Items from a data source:
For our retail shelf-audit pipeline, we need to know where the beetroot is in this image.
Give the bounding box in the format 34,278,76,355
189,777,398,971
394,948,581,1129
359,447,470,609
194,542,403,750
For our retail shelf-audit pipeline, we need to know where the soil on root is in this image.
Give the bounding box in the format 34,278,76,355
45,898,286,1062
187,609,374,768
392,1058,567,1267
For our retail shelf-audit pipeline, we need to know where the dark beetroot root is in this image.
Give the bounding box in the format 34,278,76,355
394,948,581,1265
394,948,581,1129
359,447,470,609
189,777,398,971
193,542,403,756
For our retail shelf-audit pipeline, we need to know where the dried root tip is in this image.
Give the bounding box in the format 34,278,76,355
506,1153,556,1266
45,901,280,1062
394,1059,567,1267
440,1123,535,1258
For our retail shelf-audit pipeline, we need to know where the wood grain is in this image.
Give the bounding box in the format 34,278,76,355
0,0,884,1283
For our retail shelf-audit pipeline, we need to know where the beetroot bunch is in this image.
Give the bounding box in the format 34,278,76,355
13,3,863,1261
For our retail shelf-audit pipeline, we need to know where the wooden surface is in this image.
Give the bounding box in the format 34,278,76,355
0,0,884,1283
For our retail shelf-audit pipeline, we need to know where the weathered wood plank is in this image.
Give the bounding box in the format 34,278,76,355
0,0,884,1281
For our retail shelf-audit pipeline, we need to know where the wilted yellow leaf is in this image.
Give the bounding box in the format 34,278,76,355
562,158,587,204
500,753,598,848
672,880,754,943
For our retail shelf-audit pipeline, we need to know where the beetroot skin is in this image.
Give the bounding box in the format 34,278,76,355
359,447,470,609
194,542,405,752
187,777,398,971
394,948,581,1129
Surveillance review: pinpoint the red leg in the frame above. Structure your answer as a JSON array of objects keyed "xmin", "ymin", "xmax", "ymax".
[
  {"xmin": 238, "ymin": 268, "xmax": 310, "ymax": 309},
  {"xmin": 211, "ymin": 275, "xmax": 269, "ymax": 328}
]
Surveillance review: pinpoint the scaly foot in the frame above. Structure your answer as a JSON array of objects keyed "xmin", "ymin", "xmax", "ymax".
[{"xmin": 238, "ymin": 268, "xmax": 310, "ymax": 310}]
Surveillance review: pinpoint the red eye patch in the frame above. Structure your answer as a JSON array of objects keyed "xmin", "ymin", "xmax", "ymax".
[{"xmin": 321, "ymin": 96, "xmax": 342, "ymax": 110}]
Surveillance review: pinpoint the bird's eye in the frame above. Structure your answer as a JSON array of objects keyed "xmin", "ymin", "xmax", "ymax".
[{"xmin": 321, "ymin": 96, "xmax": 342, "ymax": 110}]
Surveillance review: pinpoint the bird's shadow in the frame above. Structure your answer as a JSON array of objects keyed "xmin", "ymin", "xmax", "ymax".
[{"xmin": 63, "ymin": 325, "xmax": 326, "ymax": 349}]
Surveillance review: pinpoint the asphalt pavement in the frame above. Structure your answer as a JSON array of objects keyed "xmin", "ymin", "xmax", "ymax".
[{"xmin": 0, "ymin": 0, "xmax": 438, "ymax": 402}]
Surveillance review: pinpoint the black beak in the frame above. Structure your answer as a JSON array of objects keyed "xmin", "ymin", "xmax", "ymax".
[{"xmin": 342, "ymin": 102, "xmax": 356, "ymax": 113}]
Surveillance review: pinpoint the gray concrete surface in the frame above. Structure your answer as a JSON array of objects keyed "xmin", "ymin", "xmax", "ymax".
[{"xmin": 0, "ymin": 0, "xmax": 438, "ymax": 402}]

TASK REQUIREMENTS
Please copy every row above word for word, leaving nothing out and changing nothing.

SOLUTION BELOW
For our retail shelf-audit pipeline, we need to know where the beetroot is in this image.
Give the bounding box in the format 34,278,76,355
189,777,398,971
394,948,581,1129
359,447,470,609
194,542,403,750
For our retail shelf-audit pipeline, we need to know where the soil on root is in this image.
Give the bounding box in the format 34,278,76,355
45,898,286,1062
187,609,374,768
392,1058,567,1267
For our retail shelf-audit pipeline, we need to know where the dark beetroot root is in this image.
Give the bounding box in the format 34,278,76,355
394,948,581,1265
394,948,581,1129
359,447,470,609
189,777,398,971
193,542,403,756
For our retail shelf-audit pipeline, we need to know where the dried root tip is in this image.
Give the bounding box in the format 34,278,76,355
506,1153,556,1266
45,901,280,1062
394,1059,567,1267
440,1123,535,1258
For our retail shelf-audit pipeline, we need to know where the wood grain is in this image.
Give the bounding box in the format 34,278,76,355
0,0,884,1283
For our retail shelf-audit pipeline, we need to know where the beetroot bunch is in this image.
Give the bounding box in the format 34,278,76,355
13,3,863,1261
For our retail shelf-audit pipeline, we need to know where the wooden surface is in this image.
Give the bounding box in the format 34,278,76,355
0,0,884,1283
For our retail shelf-audit pipeline, we need to know where the weathered wood plank is in this image.
Give the bounding box in the format 34,278,76,355
0,0,884,1281
For our retail shelf-audit pipeline, we need to know where the wilted yellow leaf is in this image.
Give the bounding box in the format 34,278,76,355
562,158,587,204
500,753,598,848
672,880,754,943
For our retail shelf-audit pipeline, we need to know where the beetroot skin is in this image.
Give the bounding box in the format 34,278,76,355
359,447,470,609
194,542,405,752
187,777,398,971
394,948,581,1129
Surveillance review: pinpoint the red leg in the frame above. Structure your answer as a JSON array of objects keyed "xmin", "ymin", "xmax", "ymax".
[
  {"xmin": 238, "ymin": 268, "xmax": 310, "ymax": 309},
  {"xmin": 211, "ymin": 275, "xmax": 269, "ymax": 328}
]
Surveillance review: pinpoint the scaly foot in the frame above. Structure your answer as a JSON array of objects keyed "xmin", "ymin", "xmax", "ymax".
[{"xmin": 238, "ymin": 268, "xmax": 310, "ymax": 310}]
Surveillance review: pinpoint the red eye patch in the frame above. Structure your answer as a JSON array of objects keyed "xmin", "ymin", "xmax", "ymax".
[{"xmin": 321, "ymin": 96, "xmax": 342, "ymax": 110}]
Surveillance review: pinpoint the bird's eye in the frame above. Structure your answer as a JSON array of objects keyed "xmin", "ymin", "xmax", "ymax".
[{"xmin": 321, "ymin": 96, "xmax": 342, "ymax": 110}]
Surveillance review: pinpoint the bird's shadow in the frame above. Structure your answer as a JSON array of objects keyed "xmin", "ymin", "xmax", "ymax".
[{"xmin": 63, "ymin": 325, "xmax": 326, "ymax": 349}]
Surveillance review: pinpoint the asphalt pavement in the frame above. Structure your answer as a JSON array of objects keyed "xmin", "ymin", "xmax", "ymax".
[{"xmin": 0, "ymin": 0, "xmax": 438, "ymax": 402}]
Surveillance review: pinpoint the black beak in the frame above. Structure your answer as a JSON array of objects keyed "xmin", "ymin", "xmax", "ymax".
[{"xmin": 342, "ymin": 102, "xmax": 356, "ymax": 113}]
Surveillance review: pinpoint the gray concrete surface in the frame above. Structure your answer as a JSON array of objects keyed "xmin", "ymin", "xmax", "ymax".
[{"xmin": 0, "ymin": 0, "xmax": 438, "ymax": 402}]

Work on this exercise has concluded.